Required work – Reproduce every one of the following items word for word, leaving each line unchanged.

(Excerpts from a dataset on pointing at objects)
*****

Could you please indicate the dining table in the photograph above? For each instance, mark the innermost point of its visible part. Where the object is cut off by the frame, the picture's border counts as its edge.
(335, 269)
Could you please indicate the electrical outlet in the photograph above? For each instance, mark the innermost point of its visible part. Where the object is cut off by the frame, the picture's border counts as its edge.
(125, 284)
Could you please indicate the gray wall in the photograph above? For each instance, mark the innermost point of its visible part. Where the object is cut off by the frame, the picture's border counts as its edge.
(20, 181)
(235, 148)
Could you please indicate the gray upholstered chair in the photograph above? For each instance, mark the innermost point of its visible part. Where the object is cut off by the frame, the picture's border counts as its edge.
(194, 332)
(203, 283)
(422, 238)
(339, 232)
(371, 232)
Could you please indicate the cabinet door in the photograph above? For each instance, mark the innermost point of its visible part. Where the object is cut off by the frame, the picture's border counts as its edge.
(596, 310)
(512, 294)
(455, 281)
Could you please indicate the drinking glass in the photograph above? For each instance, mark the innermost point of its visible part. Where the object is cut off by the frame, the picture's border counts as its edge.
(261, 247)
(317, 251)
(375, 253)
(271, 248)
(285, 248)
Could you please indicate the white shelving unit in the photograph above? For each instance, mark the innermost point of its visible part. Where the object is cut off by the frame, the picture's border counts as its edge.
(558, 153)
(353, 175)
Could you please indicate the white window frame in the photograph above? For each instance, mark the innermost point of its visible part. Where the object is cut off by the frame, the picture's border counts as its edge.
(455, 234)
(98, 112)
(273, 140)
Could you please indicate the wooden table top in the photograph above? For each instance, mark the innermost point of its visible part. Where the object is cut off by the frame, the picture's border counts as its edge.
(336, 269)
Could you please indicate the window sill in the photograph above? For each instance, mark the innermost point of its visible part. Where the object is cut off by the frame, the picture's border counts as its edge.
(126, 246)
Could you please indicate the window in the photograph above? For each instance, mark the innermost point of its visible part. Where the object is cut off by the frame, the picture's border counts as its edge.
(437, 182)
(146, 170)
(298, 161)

*****

Result of this task –
Could you please indicate the dining table in the photograph above? For each instance, mark the innermost point of its visible part. Where the object is cut off by the frame, the picture's border counts as its edge.
(335, 269)
Could you please indicate the electrical outlet in the photograph above? For each instance, mark the innermost point of its visible part. Where the object is cut off by the frame, the picture's border counts as its edge.
(125, 284)
Could you please indicate the gray wall in the photograph above? For each instance, mark the innermost point of its visible part. Where the object is cut off by the frame, the picture's border counts as its edge.
(20, 181)
(235, 148)
Could you please indicate the gray upholstered chair in the photograph above? For each instance, mark the innermost point of its visible part. Where the object is cut off by the frame, the picture's border counts as its edge.
(194, 332)
(203, 283)
(422, 238)
(339, 232)
(371, 232)
Could you please indicate the cabinet door in the photograph above? For each instance, mark the innermost point of its visible part. Where the object is cut off by the frame, the picture's border counts as its edge.
(596, 310)
(512, 294)
(455, 281)
Could you please indicate the drinking glass in the photograph above? For each instance, mark the innermost point of its visible part. Where the object is cut off by the frame, the picture's border counts as its edge.
(261, 247)
(317, 251)
(375, 253)
(271, 248)
(285, 248)
Could you please indicate the white shelving unit in the photograph above? For each instance, mark the innermost point of its visible part. Where the object is cut off by the frame, the picture's border counts as its edge.
(558, 153)
(353, 175)
Could you please indicate the white window frame in the photograph above? For each instance, mark the innermost point of its visible part. Where the object is cut off by the frame, the picture's border counts as its edge.
(455, 234)
(98, 112)
(273, 140)
Could you please indicate the wooden table top in the photograph above? For each instance, mark the innermost point of its visible part. Where the object is cut off by the frame, the picture's border counts as its edge.
(336, 269)
Could you please indicate the window sill in the photograph above? For each instance, mark the innermost point of its visible part. Where the object is cut off by the frame, the picture's border counts as its edge.
(126, 246)
Could you please indicate the window in the photograph above? For each instance, mark the innermost point of its visible part. Where the object is cut off by the frame, the picture's border counts as its edge.
(437, 182)
(146, 170)
(298, 161)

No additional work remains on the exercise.